-- Selection --
#opendaylight-meeting: odl-clustering

Meeting started by tbachman at 16:37:12 UTC (full logs).

Meeting summary

  1. agenda (tbachman, 16:37:53)
    1. technical aspects: strengths, weaknesses; where we are going (deployments/requirements, stable helium, lithium, long-term) (tbachman, 16:39:56)
    2. team-projecect aspects: coding, integration, testing (application, longevity) (tbachman, 16:40:18)
    3. alagalah asks why clustering is a feature as opposed to a core component of the controller (tbachman, 16:40:52)
    4. jmedved says from a historical perspective, the SAL is there for applications which can hide the locality of where the applications are; clustering would be solved somewhere in the SAL at some point later (tbachman, 16:42:13)
    5. after presentations on what was done with APIC and akka, those seemed to be good concepts which should be adopted, and these could be used inside the MD-SAL (tbachman, 16:44:21)
    6. so akka provides the messaging for the message bus (tbachman, 16:44:47)
    7. moiz notes we should probably start with reqiurements (tbachman, 16:46:26)
    8. https://docs.google.com/document/d/1mVQMQQgYTMSSeTby8I-fV-W3wdkwAr-cL6LT71v5Eko/edit (tbachman, 16:46:36)

  2. requirements (tbachman, 16:47:58)
    1. GBP draft scaling requirements: #link https://wiki.opendaylight.org/view/Group_Policy:Scaling (alagalah, 16:48:23)
    2. https://wiki.opendaylight.org/view/Group_Policy:Scaling <= wiki page desribing requirements for GBP (tbachman, 16:49:07)
    3. md-sal is a framework for building applications (tbachman, 16:50:47)
    4. it has RPC, data, and notifications (tbachman, 16:50:54)
    5. rovarga points out that data is really data + notifications (tbachman, 16:51:17)
    6. for clustering, when making an RPC and the instance is on a different controller, that call has to be routed to the appropriate controller (tbachman, 16:52:10)

-- Provided information --
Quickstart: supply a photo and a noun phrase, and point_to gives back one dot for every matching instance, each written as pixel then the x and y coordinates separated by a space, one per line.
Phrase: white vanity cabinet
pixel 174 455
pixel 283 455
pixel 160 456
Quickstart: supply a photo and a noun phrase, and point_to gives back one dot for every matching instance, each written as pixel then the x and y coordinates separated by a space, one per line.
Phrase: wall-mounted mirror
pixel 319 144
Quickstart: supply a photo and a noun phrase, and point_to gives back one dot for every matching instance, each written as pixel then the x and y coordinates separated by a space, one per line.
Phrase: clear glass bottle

--

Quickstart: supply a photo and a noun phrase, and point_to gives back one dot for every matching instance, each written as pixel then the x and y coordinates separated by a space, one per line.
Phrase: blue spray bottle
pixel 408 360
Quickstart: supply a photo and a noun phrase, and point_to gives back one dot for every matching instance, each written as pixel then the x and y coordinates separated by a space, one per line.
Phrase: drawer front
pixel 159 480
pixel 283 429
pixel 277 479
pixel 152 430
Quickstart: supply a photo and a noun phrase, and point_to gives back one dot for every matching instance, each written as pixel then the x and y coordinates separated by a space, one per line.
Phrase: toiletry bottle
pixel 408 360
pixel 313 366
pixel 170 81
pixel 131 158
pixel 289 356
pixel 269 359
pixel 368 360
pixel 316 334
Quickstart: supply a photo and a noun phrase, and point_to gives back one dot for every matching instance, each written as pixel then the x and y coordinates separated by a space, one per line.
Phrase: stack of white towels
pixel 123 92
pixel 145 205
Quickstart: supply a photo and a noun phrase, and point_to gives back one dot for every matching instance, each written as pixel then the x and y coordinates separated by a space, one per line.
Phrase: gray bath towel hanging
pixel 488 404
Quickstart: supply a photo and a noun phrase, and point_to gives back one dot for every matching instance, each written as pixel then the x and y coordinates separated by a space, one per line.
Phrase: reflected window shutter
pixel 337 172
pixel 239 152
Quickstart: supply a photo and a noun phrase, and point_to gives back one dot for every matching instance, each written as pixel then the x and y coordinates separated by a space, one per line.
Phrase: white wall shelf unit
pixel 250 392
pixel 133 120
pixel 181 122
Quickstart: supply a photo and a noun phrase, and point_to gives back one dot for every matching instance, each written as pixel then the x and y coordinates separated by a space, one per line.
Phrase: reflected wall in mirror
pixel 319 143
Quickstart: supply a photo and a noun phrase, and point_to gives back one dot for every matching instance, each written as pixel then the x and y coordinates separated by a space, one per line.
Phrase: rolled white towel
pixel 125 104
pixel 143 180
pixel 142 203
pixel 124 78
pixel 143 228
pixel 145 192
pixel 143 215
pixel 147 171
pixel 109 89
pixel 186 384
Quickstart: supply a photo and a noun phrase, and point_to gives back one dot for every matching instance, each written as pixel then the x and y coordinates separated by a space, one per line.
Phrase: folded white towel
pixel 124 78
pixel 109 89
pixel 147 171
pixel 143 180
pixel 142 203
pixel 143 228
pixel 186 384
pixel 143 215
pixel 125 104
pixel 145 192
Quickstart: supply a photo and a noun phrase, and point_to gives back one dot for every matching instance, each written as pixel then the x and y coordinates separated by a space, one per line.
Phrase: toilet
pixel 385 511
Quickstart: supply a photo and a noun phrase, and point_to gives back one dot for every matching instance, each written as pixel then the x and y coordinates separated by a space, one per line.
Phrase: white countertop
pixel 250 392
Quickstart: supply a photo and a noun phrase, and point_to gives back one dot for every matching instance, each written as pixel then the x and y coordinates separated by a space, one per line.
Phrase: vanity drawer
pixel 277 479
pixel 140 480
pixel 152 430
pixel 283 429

-- Written problem 1 --
List every participant nickname that appears in the clustering meeting summary.
-- Written problem 2 --
According to the clustering meeting summary, what does akka provide?
-- Written problem 3 --
Summarize the clustering meeting summary in two sentences.

-- Solution 1 --
tbachman, alagalah, jmedved, moiz, rovarga

-- Solution 2 --
Akka provides the messaging for the message bus.

-- Solution 3 --
Under the agenda item, the meeting covered the technical and team-project aspects of clustering and asked why clustering is a feature rather than a core component of the controller, with the reply that clustering would be solved in the SAL later and that akka would provide messaging for the message bus. Under requirements, it pointed to the GBP scaling requirements page and described the MD-SAL as a framework with RPC, data and notifications, where in a cluster an RPC for an instance on a different controller has to be routed to the appropriate controller.